WHAT THE TASK REQUIRES: Copy out every line of the items below with the pictures left out, and add -87 to each x and y coordinate in the answers while keeping all other lines unchanged.
------------------------------
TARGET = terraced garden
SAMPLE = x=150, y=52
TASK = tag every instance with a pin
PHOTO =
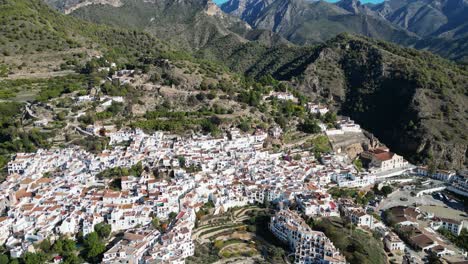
x=238, y=236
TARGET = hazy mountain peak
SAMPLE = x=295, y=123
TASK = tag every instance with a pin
x=68, y=6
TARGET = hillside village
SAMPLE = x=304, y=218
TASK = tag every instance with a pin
x=55, y=193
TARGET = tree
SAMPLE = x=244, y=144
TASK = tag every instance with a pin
x=386, y=190
x=45, y=245
x=156, y=223
x=432, y=258
x=310, y=126
x=172, y=215
x=103, y=230
x=93, y=247
x=72, y=259
x=4, y=259
x=182, y=161
x=34, y=258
------------------------------
OUTPUT BELOW:
TARGET = terraced garden
SAMPLE = x=150, y=52
TASK = tag every instance with a pin
PHOTO =
x=151, y=149
TARGET = hazy mountain peak
SAMPLE = x=295, y=123
TASK = tag every instance with a pin
x=-19, y=-81
TARGET = hillside village
SAMPLE = x=304, y=218
TASK = tag every instance with a pin
x=-32, y=106
TARGET = tree
SAMPLE = x=244, y=144
TASK = tag every instance with a pin
x=299, y=103
x=-42, y=158
x=69, y=136
x=345, y=171
x=223, y=39
x=85, y=128
x=16, y=143
x=6, y=160
x=-15, y=172
x=-83, y=172
x=95, y=74
x=-53, y=171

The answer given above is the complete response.